Coordinate annotation entries
——————————

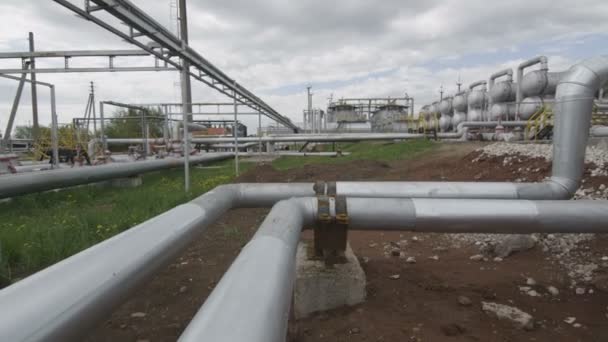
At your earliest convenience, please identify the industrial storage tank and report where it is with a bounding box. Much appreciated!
[519,96,550,120]
[521,70,562,97]
[439,97,454,132]
[452,91,468,130]
[489,81,517,121]
[490,81,517,103]
[328,103,366,122]
[371,104,408,132]
[467,89,487,121]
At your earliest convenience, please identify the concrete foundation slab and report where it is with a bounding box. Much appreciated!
[294,242,366,319]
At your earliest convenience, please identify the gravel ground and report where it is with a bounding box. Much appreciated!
[450,143,608,293]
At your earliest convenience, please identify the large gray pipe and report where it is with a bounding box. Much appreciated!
[179,198,317,342]
[0,56,608,341]
[591,126,608,137]
[0,153,233,198]
[551,55,608,188]
[0,183,315,342]
[515,56,549,120]
[179,198,608,342]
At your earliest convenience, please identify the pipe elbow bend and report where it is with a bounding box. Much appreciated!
[545,177,579,200]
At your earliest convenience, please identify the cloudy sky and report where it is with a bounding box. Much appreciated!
[0,0,608,130]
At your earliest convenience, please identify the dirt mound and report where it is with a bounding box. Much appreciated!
[234,164,284,183]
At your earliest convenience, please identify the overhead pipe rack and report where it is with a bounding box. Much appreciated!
[53,0,299,133]
[0,50,177,74]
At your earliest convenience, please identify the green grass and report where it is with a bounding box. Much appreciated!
[0,141,436,288]
[0,161,253,288]
[272,140,437,170]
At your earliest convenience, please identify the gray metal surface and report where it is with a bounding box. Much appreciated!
[2,65,27,147]
[179,198,317,342]
[53,0,298,132]
[347,198,608,234]
[28,32,40,141]
[515,56,549,120]
[591,126,608,137]
[0,153,233,198]
[0,184,314,342]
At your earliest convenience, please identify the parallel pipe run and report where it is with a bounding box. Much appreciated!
[179,198,608,342]
[0,153,233,199]
[0,184,315,342]
[178,198,317,342]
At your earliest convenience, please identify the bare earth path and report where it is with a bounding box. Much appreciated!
[89,144,608,342]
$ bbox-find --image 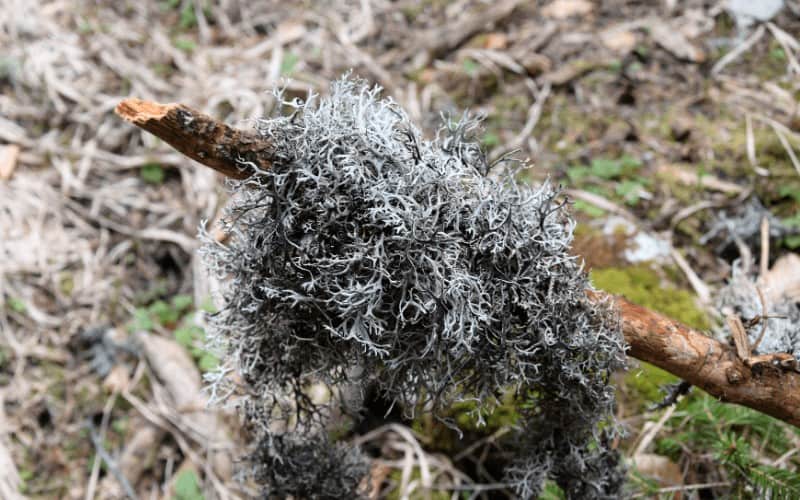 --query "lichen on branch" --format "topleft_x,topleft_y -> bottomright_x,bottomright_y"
197,78 -> 624,497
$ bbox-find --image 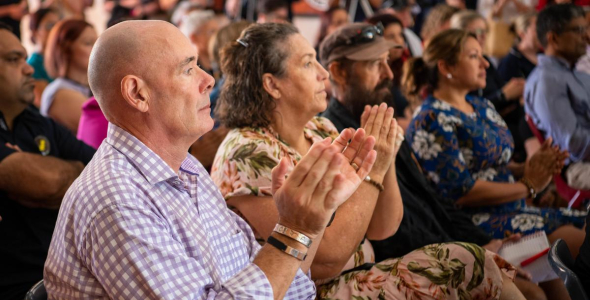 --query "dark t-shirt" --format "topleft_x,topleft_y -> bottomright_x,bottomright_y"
0,0 -> 21,40
0,107 -> 95,300
322,99 -> 491,261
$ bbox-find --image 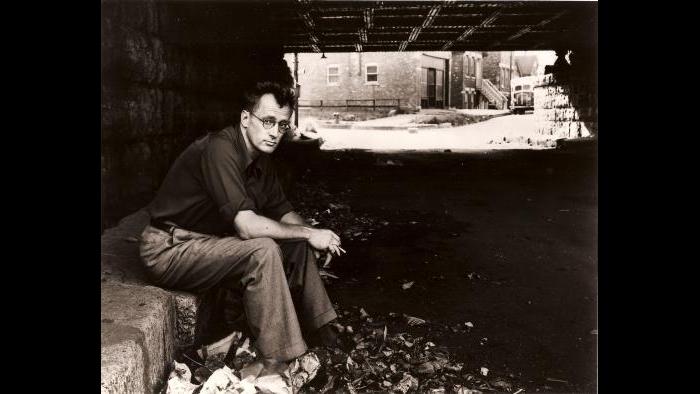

——————————

Problem to work on
Retype everything in the listing from the line containing "At your earliest convenience, please identify the overhead" down to the line containing "[0,184,314,342]", keeping both of those lines.

Solution to this exercise
At your earliest convenience, please identify the overhead pipe rack and report where it is with a bounding box. Much appreciated!
[53,0,299,133]
[0,50,177,74]
At your earliest convenience, please identify the green grass and report where it is with a bounding box. Much appreciated!
[0,141,436,288]
[0,161,253,288]
[272,140,437,170]
At your earliest convenience, please identify the gray metal surface and report where it is with a bounding box. Much appreciated!
[2,65,27,147]
[179,198,317,342]
[53,0,298,132]
[347,198,608,234]
[28,32,40,141]
[515,56,549,120]
[591,126,608,137]
[0,153,233,198]
[0,184,314,342]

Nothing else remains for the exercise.